Source>
•••••

Where do you start, writing about Hoda Barakat? The handful of books associated with her name, particularly the two novels on sale in Egypt (Hajar Al-Dahik, The Stone of Laughter; and Ahl Al-Hawa, People of Love) have been widely, if somewhat sporadically, appreciated. Her Egyptian friends — writers and critics like Radwa Ashour and Amina Rashid — praise her humane warmth and whimsical intelligence, the brisk, fast-paced routine to which she submits her days, her astonishing capacity for drawing the line exactly where the line must be drawn. But little is known about how she lives her life in Paris, what drove her there in the first place, why she continues to write in an elaborate, almost idiosyncratic Arabic even though she is practically half-French in language and culture.
And nobody, not even Barakat herself, has provided a satisfying explanation for the fact that, though intensely, palpably personal, her novels bear no resemblance to her life. Barakat writes in the first person, for one thing; her protagonists are invariably men. Her stories take place in Lebanon, often during the last decade or so; the time during which she has been away. They revolve around — no, they scamper up and down — the far side of normality.
And there is no telling what exquisite or horrific hysterias might have nourished the harrowingly lyrical ruminations that make them up: "He who doesn’t know love, and passion complete like a sun, doesn’t know. Complete, passion like the giant nuclear mushroom of one fixed and eternal explosion, doesn’t know. Doesn’t know. The seed of death descends into the humidity of the appropriate darkness. When we know for sure, from the first touch, that this itself, this skin and its appropriate temperature, adjusted exceptionally and finally to match the temperature of our skin, is death." Or, again, in a formal speech (open letter) addressed to Ashour: "An unknown century deserves the adventure of an individual’s estrangement which is all I now possess; it deserves the remains of a marginalised self that perceives its enemy inside it and is still unable to grasp it."

•••••

(Bounding box annotation entries)
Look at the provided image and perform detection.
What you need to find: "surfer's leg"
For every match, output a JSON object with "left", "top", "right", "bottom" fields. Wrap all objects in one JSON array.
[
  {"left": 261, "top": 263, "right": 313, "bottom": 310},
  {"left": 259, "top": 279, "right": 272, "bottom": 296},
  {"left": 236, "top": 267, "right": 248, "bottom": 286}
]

•••••

To-do list>
**A)** In the piece on Hoda Barakat, which two Egyptian writers and critics praise her?
**B)** Using the piece on Hoda Barakat, state whether each statement agrees with it, answering yes or no and quoting the deciding words: (i) Barakat's protagonists are invariably women. (ii) Barakat's stories take place in Lebanon. (iii) Barakat has given a satisfying explanation for why her novels bear no resemblance to her life.

Answers to each task>
**A)** Radwa Ashour and Amina Rashid

**B)**
(i) No: "her protagonists are invariably men."
(ii) Yes: "Her stories take place in Lebanon"
(iii) No: "nobody, not even Barakat herself, has provided a satisfying explanation"